Locate each line below containing the string "jacket", where letter case matters, and copy those lines out.

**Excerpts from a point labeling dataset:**

(begin)

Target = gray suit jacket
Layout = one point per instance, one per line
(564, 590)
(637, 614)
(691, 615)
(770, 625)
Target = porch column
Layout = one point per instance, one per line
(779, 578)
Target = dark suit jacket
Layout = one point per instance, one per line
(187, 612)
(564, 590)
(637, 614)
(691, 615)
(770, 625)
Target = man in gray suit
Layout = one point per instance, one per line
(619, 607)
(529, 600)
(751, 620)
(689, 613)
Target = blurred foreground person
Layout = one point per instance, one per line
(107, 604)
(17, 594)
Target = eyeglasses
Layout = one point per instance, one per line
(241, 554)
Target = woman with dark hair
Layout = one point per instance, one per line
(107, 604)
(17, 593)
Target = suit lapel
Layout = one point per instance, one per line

(end)
(begin)

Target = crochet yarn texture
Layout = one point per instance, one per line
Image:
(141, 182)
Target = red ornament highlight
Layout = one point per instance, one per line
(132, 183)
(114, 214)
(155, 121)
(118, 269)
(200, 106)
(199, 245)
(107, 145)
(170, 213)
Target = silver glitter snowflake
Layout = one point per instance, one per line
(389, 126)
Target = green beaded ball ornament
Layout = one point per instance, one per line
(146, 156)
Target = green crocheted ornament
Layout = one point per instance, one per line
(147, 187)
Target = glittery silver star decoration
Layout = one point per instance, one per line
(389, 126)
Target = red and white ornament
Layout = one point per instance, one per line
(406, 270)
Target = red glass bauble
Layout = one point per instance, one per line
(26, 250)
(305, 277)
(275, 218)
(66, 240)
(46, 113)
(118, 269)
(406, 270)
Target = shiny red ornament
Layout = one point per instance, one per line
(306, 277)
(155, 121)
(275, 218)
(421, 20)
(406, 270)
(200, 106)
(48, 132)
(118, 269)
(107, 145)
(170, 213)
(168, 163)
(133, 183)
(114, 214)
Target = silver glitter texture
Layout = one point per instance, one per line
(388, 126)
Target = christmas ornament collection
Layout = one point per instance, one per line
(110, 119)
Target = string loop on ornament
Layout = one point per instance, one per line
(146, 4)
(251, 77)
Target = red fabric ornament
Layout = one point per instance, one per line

(end)

**Full solution:**
Target = gray suit jacket
Target = dark suit jacket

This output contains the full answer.